◆ **Set problem**:
Copy out the entries below, requests included, from the line containing "Exercise. Mark the cloud" through the end of the entries. Increase every point coordinate in the answers by 81, keep the numbers in the requests and their sample forms unchanged, and leave the pictures out.
....................
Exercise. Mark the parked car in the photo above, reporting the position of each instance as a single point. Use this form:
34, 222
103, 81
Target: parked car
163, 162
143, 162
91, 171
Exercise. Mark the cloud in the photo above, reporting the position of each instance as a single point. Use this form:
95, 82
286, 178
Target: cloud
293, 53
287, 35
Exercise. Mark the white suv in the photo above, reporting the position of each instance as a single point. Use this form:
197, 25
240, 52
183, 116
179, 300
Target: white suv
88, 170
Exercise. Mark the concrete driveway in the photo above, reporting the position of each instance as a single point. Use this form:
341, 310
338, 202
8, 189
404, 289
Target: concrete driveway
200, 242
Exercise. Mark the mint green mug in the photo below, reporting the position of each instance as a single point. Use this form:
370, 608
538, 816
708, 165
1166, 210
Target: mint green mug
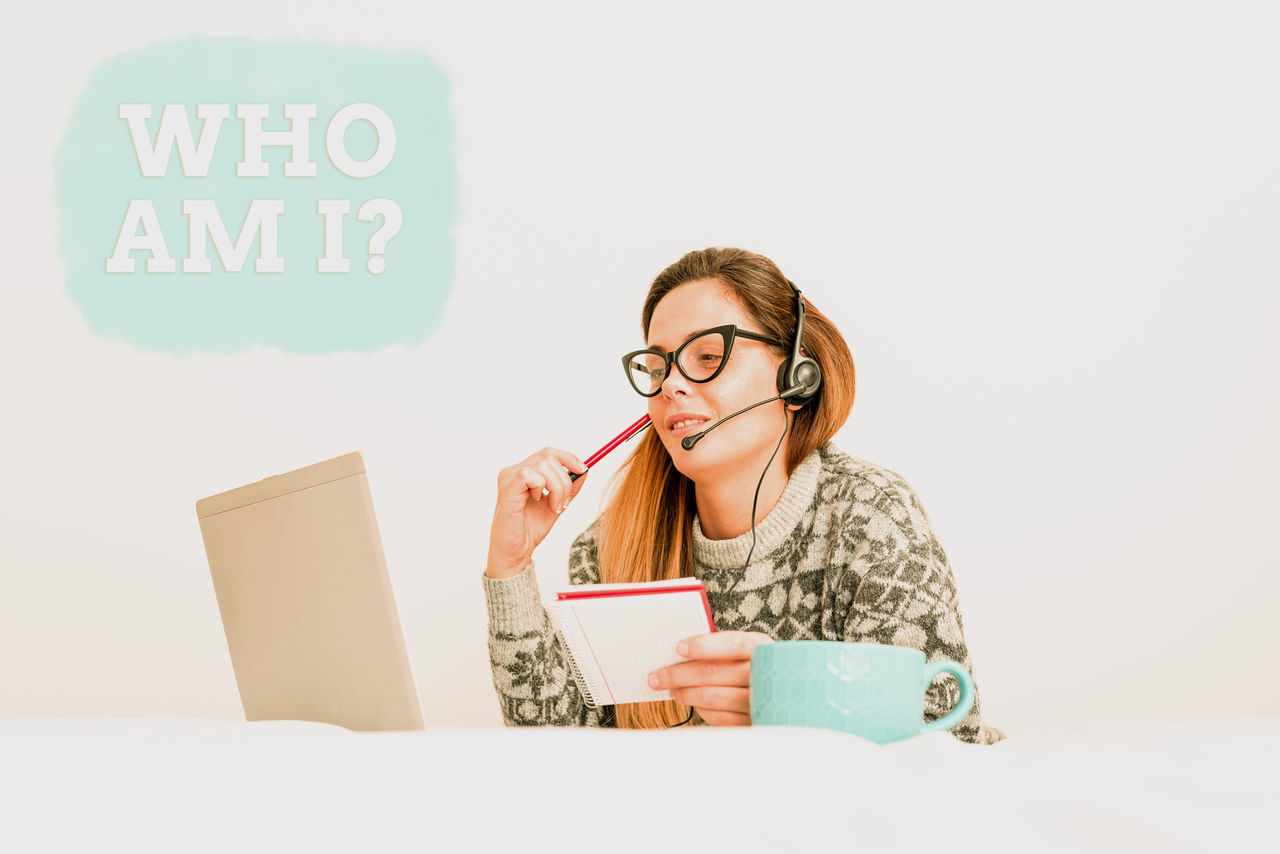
871, 690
....................
◆ **Solution**:
Exercise. Mark the cloud in the photo above, reporting the position of each instance as a single point. Use this form:
95, 82
286, 178
Target: cloud
374, 134
368, 116
Exercise. Mark the white suv in the photo above, reporting the position of each instance as a single point. Use this form:
197, 25
240, 52
183, 116
179, 300
Target: white suv
169, 251
Exercise. Mark the concrete driveway in the photo above, reporting the position of each instance as a single point. Use this form:
341, 310
338, 202
8, 189
404, 289
Target: concrete driveway
281, 323
Exercise. Mark the mint green mug in the photo below, reporting the position of each instance as a single point. Use this form:
370, 608
538, 816
708, 165
1166, 210
Target: mint green mug
952, 771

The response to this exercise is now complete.